[Annotated coordinate entries]
□ □ □ □

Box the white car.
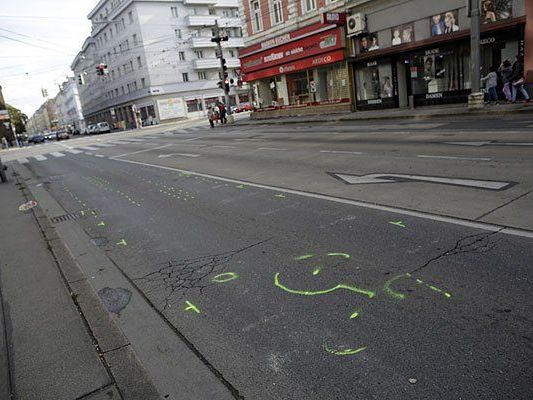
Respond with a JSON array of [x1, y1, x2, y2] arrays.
[[94, 122, 111, 133]]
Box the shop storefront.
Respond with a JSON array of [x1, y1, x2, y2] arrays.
[[351, 6, 525, 110], [240, 24, 350, 111]]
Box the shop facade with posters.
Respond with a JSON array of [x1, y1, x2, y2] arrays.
[[240, 23, 350, 112], [347, 0, 533, 110]]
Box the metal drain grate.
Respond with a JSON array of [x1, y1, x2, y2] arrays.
[[50, 213, 81, 224]]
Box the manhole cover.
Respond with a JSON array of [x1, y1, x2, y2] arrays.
[[91, 238, 109, 247]]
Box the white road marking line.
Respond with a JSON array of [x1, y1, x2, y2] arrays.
[[93, 143, 115, 147], [111, 144, 172, 159], [110, 159, 533, 238], [320, 150, 363, 155], [157, 153, 200, 158], [417, 154, 492, 161], [78, 146, 98, 151]]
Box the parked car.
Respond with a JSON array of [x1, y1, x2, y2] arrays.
[[235, 103, 254, 113], [85, 124, 97, 135], [28, 133, 46, 144], [44, 132, 57, 140], [95, 122, 111, 133], [57, 131, 70, 141]]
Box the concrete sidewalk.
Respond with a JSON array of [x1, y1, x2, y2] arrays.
[[0, 173, 160, 400], [235, 102, 533, 125]]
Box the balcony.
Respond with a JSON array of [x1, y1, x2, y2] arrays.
[[186, 15, 242, 28], [193, 58, 241, 70], [183, 0, 217, 6], [192, 37, 244, 49]]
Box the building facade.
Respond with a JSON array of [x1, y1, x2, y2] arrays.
[[240, 0, 533, 118], [55, 77, 86, 132], [71, 0, 248, 127]]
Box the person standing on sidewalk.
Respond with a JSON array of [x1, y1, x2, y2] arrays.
[[511, 55, 529, 103], [499, 60, 513, 102], [207, 106, 215, 128], [481, 66, 498, 103]]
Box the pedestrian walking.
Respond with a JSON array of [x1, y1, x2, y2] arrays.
[[499, 60, 513, 102], [511, 55, 529, 103], [481, 66, 498, 103], [207, 106, 215, 128], [218, 102, 228, 124]]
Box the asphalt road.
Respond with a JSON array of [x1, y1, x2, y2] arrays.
[[7, 117, 533, 399]]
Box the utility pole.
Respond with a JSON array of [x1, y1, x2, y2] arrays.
[[211, 20, 233, 122], [467, 0, 484, 108]]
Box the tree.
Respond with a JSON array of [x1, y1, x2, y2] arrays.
[[7, 104, 28, 135]]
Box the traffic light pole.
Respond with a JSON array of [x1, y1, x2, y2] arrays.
[[214, 20, 231, 115]]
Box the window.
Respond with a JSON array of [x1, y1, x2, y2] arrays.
[[302, 0, 316, 13], [271, 0, 282, 25], [250, 0, 264, 33]]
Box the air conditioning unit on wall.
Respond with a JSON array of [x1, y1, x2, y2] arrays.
[[346, 13, 366, 36]]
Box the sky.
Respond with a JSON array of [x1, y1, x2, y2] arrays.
[[0, 0, 98, 117]]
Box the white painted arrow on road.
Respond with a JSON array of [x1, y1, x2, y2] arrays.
[[444, 141, 533, 147], [330, 173, 514, 190]]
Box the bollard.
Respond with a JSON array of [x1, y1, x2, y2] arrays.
[[0, 158, 7, 183]]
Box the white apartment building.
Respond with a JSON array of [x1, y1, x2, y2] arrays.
[[71, 0, 248, 127], [55, 77, 86, 132]]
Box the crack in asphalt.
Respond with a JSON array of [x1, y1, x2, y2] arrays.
[[410, 227, 505, 274], [133, 238, 272, 311]]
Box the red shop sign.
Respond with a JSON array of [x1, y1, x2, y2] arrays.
[[245, 49, 344, 82], [241, 28, 344, 75]]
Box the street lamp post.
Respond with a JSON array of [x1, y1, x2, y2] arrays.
[[467, 0, 485, 109]]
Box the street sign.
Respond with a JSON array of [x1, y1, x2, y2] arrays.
[[329, 172, 516, 191]]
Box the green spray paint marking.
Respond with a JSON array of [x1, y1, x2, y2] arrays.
[[185, 300, 200, 314], [324, 346, 366, 356], [350, 311, 359, 319], [274, 272, 376, 299], [328, 253, 351, 259], [389, 221, 407, 228], [383, 274, 407, 300], [211, 272, 239, 283]]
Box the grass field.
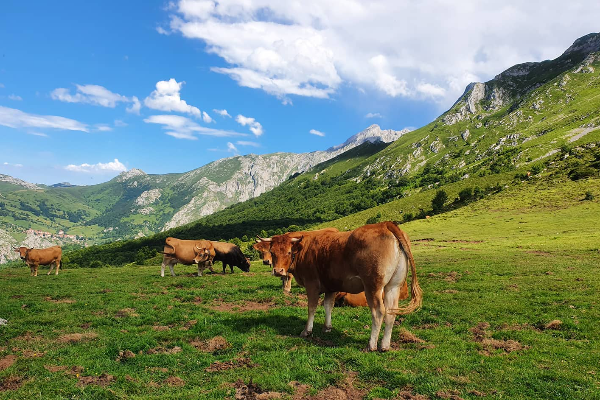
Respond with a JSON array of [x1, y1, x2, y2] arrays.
[[0, 180, 600, 399]]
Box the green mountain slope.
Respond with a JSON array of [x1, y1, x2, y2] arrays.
[[57, 34, 600, 265]]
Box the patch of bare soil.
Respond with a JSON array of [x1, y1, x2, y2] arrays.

□ □ □ □

Can you rewrite every line of the entries above as a numbered list, skipping any blank lines and leaving the pictures out?

1. Box the white car.
2. Respond with a JSON array of [x1, y1, x2, y2] arrays.
3. [[94, 122, 111, 133]]
4. Box the shop storefront.
5. Respond with a JSON array of [x1, y1, x2, y2] arrays.
6. [[351, 6, 525, 110], [240, 24, 350, 111]]
7. Box the shop facade with posters.
8. Respond with a JSON array of [x1, y1, x2, y2] arrays.
9. [[240, 23, 350, 112], [347, 0, 533, 110]]
10. Box the metal drain grate.
11. Respond with a JSON array of [x1, y1, x2, y2] arrays.
12. [[50, 213, 81, 224]]
13. Box the manhole cover.
14. Respond with a JSON array of [x1, y1, x2, y2] arrays.
15. [[91, 238, 109, 247]]
16. Box the white road marking line.
17. Respond with a JSON array of [x1, y1, x2, y2] arrays.
18. [[93, 143, 115, 147], [111, 144, 172, 159], [110, 159, 533, 238], [320, 150, 363, 155], [157, 153, 200, 158], [417, 154, 492, 161], [78, 146, 98, 151]]
19. Box the parked car.
20. Respond with a JSON array of [x1, y1, x2, y2] arrays.
21. [[235, 103, 254, 113], [85, 124, 97, 135], [28, 133, 46, 144], [44, 132, 57, 140], [95, 122, 111, 133], [57, 131, 70, 141]]
22. Box the concrete sidewalk.
23. Respond with a JSON array of [x1, y1, x2, y2] arrays.
24. [[0, 173, 160, 400], [235, 102, 533, 125]]
25. Box the balcony.
26. Respond with a JSON array of [x1, y1, x2, y2] arrays.
27. [[186, 15, 242, 28], [193, 58, 241, 70], [183, 0, 217, 6], [192, 37, 244, 49]]
28. Box the building facade.
29. Respond with a JSON array of [x1, y1, x2, y2] arrays.
30. [[240, 0, 533, 118], [55, 77, 86, 132], [71, 0, 248, 127]]
31. Box the person standing on sidewalk.
32. Respond with a JSON array of [x1, y1, x2, y2] arrays.
33. [[511, 55, 529, 103], [499, 60, 513, 102], [207, 106, 215, 128], [481, 66, 498, 103]]
34. Box the pedestrian walking.
35. Respond with a JSON array of [x1, y1, x2, y2] arrays.
36. [[499, 60, 513, 102], [511, 55, 529, 103], [481, 66, 498, 103], [207, 106, 215, 128], [218, 102, 228, 124]]
37. Box the asphalt road.
38. Respond with a JSON array of [x1, y1, x2, y2] arrays.
39. [[7, 117, 533, 399]]
40. Box the utility pole.
41. Respond with a JSON array of [x1, y1, x2, y2] arrays.
42. [[211, 20, 233, 122], [467, 0, 484, 108]]
43. Box the tree.
44. Respond with a JSON array of [x1, y1, x2, y2] arrays.
45. [[7, 104, 28, 135]]
46. Box the traffic light pole.
47. Respond with a JSON array of [x1, y1, x2, y2] arrays.
48. [[214, 20, 231, 115]]
49. Box the window.
50. Respond with a JSON array of [x1, y1, x2, y2] arrays.
51. [[302, 0, 316, 13], [271, 0, 282, 25], [250, 0, 264, 33]]
52. Box the air conditioning unit on wall.
53. Respond with a JSON array of [x1, y1, x2, y2] arrays.
54. [[346, 13, 366, 36]]
55. Box the sky.
56. Respond with a JSON array of [x1, y1, x2, y2] arrays.
57. [[0, 0, 98, 117]]
58. Box the white painted arrow on road.
59. Respond with a JSON array of [x1, y1, x2, y2] arrays.
60. [[444, 141, 533, 147], [330, 173, 514, 190]]
61. Box the bollard.
62. Respond with a JSON array of [x1, y1, x2, y2] arrays.
63. [[0, 158, 7, 183]]
64. Box the white apartment building.
65. Respond with a JSON array of [x1, y1, x2, y2] arrays.
66. [[71, 0, 248, 127], [55, 77, 86, 132]]
67. Box the crack in asphalt.
68. Respond with a JSON array of [x1, y1, x2, y2] arrays.
69. [[410, 227, 505, 274], [133, 238, 272, 311]]
70. Box the red shop sign.
71. Respond with a JSON array of [x1, y1, x2, y2] arrays.
72. [[245, 49, 344, 82], [241, 28, 344, 75]]
73. Box the street lamp post.
74. Respond with a JSON array of [x1, y1, x2, y2] arrays.
75. [[467, 0, 485, 109]]
76. Box the street sign.
77. Respond with a JSON array of [x1, y1, x2, y2] arrays.
78. [[329, 172, 516, 191]]
79. Box the green spray paint marking.
80. Respond with a JSON array of [x1, y1, x2, y2] arrays.
81. [[185, 300, 200, 314], [324, 346, 366, 356], [350, 311, 359, 319], [274, 272, 376, 299], [328, 253, 351, 259], [389, 221, 407, 228], [383, 274, 407, 300], [211, 272, 239, 283]]
82. Box the grass field.
83. Respond with a JSON array of [x1, y1, x2, y2] arrays.
84. [[0, 180, 600, 399]]
85. Box the green mountain slope.
86. Respond with a JSON array of [x1, y1, x2, y2] arrays.
87. [[57, 34, 600, 265]]
88. Box the patch of bare soil.
89. Respond with a JSON array of [x1, y1, x2, y2] arrays.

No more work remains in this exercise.